### [PASSAGE FOR REVIEW]
= Beginning of Section =
Other issues left open after the Q&A include:
- Whether the relief will apply to a partnership or S corporation tax return for a fiscal year ending January 31, 2020, which would have been due April 15, 2020. Notice 2020-18 lists partnerships and corporations as “Affected Taxpayers” but the Q&A does not list Form 1065 or Form 1120-S among the affected forms. Form 1065 is considered an income tax return for some purposes and an information return for other purposes, and information returns are not covered by the relief.
- Whether the relief applies to persons required to file IRS Form 3520 (reporting certain gifts from non-U.S. persons or transactions with a non-U.S. trust) with a due date of April 15, 2020.
The IRS issued an evacuation notice on March 27, 2020, that will make work from home mandatory for nearly all IRS employees beginning Monday, March 30, 2020. There will be individualized exceptions for employees completing “mission-critical-duties” that cannot be accomplished remotely.
The People First Initiative, announced two days earlier on March 25, provides some insight into how remote work will affect examination activity and other IRS interactions with taxpayers. The initiative postpones payments due under installment agreements and offers in compromise, suspends certain collection activities, and stops most new audit activity. The initiative will initially run from April 1 to July 15, 2020, although some of the modifications discussed below have already begun.
Highlights of the initiative include:
- The IRS will not begin new audits except where necessary to preserve the statute of limitations or at a taxpayer’s request (for instance because of staff availability).
= End of Section =
### [RECORD EXCERPTS]
= Beginning of Section =
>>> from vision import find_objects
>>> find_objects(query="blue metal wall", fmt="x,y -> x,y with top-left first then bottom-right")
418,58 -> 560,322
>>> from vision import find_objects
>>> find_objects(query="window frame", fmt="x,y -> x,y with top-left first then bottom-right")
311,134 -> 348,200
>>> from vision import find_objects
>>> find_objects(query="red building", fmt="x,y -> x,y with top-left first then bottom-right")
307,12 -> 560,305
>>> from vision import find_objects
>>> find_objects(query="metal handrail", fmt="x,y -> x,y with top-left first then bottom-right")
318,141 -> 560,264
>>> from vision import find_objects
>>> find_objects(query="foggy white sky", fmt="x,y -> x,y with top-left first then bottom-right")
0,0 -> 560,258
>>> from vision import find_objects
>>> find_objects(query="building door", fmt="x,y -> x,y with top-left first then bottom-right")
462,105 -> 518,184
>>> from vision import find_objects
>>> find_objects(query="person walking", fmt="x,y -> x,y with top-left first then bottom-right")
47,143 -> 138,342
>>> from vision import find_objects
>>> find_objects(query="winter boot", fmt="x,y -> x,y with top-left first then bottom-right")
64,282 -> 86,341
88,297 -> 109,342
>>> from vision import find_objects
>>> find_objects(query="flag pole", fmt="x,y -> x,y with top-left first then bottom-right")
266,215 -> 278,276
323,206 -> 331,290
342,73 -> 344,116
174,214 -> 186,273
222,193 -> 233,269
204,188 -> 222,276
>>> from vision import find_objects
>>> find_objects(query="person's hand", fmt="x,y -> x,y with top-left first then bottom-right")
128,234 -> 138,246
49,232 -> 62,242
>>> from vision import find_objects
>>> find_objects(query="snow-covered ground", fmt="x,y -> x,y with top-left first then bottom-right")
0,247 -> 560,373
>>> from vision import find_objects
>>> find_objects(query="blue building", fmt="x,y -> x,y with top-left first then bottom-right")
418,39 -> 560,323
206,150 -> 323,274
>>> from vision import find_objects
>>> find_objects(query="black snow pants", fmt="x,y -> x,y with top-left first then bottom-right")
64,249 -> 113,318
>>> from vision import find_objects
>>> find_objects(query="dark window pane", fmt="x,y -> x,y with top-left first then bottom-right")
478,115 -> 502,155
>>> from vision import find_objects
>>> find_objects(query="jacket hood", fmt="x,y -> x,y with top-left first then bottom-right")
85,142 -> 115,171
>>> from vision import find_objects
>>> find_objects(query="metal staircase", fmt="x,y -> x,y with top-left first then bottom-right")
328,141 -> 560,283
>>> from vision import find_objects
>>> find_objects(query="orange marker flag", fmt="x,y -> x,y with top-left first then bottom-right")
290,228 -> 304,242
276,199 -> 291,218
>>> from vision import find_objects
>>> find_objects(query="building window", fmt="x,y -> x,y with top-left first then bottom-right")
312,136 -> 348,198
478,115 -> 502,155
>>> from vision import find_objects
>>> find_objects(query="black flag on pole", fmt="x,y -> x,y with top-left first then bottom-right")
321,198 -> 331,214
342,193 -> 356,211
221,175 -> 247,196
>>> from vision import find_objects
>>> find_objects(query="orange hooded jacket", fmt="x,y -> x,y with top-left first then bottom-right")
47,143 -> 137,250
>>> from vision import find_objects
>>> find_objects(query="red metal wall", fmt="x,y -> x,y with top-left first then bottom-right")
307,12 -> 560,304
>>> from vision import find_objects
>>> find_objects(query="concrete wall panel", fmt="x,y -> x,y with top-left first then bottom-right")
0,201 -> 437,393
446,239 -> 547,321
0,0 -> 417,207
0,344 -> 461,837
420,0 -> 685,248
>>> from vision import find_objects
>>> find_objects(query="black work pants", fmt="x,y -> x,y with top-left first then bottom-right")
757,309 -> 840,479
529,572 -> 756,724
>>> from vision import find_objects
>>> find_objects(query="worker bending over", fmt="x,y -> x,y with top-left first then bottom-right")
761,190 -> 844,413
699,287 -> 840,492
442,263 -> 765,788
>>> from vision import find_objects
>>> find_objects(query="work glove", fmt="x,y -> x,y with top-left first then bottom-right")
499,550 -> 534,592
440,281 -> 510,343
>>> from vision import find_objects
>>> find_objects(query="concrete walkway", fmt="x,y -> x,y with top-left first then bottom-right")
= End of Section =
### [PROBLEM SET]
- a) Answer these questions about the passage on IRS pandemic relief.
(i) On what date did the IRS issue its evacuation notice?
(ii) Over what dates will the People First Initiative initially run?
(iii) Which two forms does the Q&A not list among the affected forms?
- b) Carry on the passage on IRS pandemic relief from its last sentence.

### [TASK-BY-TASK ANSWERS]
- a)
(i) March 27, 2020
(ii) April 1 to July 15, 2020
(iii) Form 1065 and Form 1120-S

- b)
- In-person meetings on existing audits will be suspended, but examination activity may be continued remotely.
- New refund claims will be processed where that can be done without in-person contact.
- Although the announcement urges taxpayers to continue to comply with information requests in ongoing examinations, it recognizes that circumstances may present challenges to doing so.
- The Office of Appeals will continue to work cases, but without in-person conferences. Conferences may be held over the telephone or by videoconference. Taxpayers are “encouraged to promptly respond” to requests for information.
- Collection activities, including automatic and field-initiated liens and levies and new referrals to private debt collectors will be suspended.
- Taxpayers may stop making payments under existing installment agreements from April 1 to July 15, 2020, although interest on the underlying liability will continue to accrue.
- Most due dates under pending offers in compromise will be postponed to July 15, 2020, including time to provide information, time to file delinquent 2018 returns, and time to make payments if the offer is accepted.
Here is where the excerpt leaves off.